Work to be completed:
Where a line of the listing below includes the word "antenna", reproduce that line.

____________

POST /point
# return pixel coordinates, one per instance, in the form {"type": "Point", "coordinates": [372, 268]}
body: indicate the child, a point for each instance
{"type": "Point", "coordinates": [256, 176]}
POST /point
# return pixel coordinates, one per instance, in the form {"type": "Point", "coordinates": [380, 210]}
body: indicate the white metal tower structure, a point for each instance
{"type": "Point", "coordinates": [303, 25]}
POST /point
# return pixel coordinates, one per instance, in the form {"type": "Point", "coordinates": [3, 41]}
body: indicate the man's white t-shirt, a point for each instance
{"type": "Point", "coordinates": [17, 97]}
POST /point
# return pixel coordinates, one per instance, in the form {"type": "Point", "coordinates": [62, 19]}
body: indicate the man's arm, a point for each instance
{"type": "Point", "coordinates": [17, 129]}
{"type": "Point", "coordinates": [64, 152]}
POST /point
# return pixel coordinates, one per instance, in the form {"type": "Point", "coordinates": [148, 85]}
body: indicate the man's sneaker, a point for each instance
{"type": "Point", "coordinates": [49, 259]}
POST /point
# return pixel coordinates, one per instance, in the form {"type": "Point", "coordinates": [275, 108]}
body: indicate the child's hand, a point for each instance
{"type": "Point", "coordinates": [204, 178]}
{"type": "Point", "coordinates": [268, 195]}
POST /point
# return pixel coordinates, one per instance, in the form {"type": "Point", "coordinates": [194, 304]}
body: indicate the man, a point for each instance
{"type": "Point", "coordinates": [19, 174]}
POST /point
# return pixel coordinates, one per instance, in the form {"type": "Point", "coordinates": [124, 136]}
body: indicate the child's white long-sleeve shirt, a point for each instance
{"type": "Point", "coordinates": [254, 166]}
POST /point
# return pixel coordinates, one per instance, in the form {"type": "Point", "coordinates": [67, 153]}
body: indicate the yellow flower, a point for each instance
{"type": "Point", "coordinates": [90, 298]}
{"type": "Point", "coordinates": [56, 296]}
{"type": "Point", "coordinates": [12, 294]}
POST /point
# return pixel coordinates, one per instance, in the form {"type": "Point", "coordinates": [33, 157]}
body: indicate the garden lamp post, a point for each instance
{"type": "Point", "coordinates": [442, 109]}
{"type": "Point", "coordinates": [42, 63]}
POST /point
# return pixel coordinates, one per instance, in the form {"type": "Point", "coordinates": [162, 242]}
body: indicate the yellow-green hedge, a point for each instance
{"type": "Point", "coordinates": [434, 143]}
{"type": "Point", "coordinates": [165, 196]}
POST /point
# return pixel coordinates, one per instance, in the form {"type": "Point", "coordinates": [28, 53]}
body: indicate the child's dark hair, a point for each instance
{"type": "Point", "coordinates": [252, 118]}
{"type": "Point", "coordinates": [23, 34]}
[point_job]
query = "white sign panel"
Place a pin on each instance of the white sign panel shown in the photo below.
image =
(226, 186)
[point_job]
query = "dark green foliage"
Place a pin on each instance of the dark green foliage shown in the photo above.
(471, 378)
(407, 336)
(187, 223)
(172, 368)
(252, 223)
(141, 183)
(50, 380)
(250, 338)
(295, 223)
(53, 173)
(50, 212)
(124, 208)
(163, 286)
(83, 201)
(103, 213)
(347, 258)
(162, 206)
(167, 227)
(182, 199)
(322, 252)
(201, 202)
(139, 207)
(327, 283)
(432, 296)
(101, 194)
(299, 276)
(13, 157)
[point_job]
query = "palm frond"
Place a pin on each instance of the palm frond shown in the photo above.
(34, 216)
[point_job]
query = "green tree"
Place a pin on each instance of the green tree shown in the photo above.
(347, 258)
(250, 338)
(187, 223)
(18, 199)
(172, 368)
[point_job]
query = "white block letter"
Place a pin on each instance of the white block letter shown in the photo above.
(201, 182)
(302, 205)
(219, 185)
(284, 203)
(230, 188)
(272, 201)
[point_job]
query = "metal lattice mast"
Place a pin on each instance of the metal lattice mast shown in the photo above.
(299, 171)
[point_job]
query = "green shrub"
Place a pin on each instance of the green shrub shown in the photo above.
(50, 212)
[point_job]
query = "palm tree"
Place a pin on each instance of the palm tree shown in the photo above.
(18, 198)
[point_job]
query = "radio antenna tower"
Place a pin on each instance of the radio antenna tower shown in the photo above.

____________

The completed task:
query = "radio antenna tower"
Place a pin on each instance of the radio antenna tower shown in the photo above.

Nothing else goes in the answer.